━━ Entries provided

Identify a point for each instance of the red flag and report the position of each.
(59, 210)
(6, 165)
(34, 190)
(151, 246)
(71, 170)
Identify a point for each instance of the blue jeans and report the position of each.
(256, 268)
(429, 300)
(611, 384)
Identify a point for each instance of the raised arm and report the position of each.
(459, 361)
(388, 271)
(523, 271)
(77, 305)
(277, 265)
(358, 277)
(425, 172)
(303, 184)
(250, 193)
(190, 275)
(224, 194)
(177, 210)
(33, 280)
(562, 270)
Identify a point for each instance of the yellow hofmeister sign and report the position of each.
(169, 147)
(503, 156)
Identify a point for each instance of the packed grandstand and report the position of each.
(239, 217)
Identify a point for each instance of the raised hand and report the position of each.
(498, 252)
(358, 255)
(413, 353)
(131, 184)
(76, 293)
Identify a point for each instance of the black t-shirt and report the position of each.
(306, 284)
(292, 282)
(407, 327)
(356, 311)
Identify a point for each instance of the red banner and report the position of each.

━━━━

▶ Work required
Retype the data exactly as given.

▶ Expected output
Identify a point for each instance of the red flag and report the position of each.
(59, 210)
(6, 165)
(34, 190)
(151, 246)
(71, 170)
Identify a point for each instance of the blue jeans and report the position of each.
(256, 268)
(429, 300)
(611, 384)
Identify a point for each instance of the raised arm and report the position of each.
(459, 361)
(388, 271)
(523, 271)
(77, 305)
(277, 265)
(358, 277)
(425, 172)
(303, 184)
(250, 193)
(190, 275)
(224, 194)
(177, 210)
(33, 280)
(562, 270)
Identify a point for each instance of the yellow hofmeister sign and report the position of each.
(169, 147)
(503, 156)
Identify a point for each instance of the packed grandstand and report the position of each.
(239, 217)
Identify a point for each instance of the raised hand and report the position of each.
(498, 252)
(358, 255)
(413, 353)
(131, 184)
(76, 293)
Identify a point for each instance of the black t-shirt and report the position of each.
(306, 284)
(292, 282)
(407, 327)
(356, 311)
Identify a point for each instance of the red banner and report the position of each.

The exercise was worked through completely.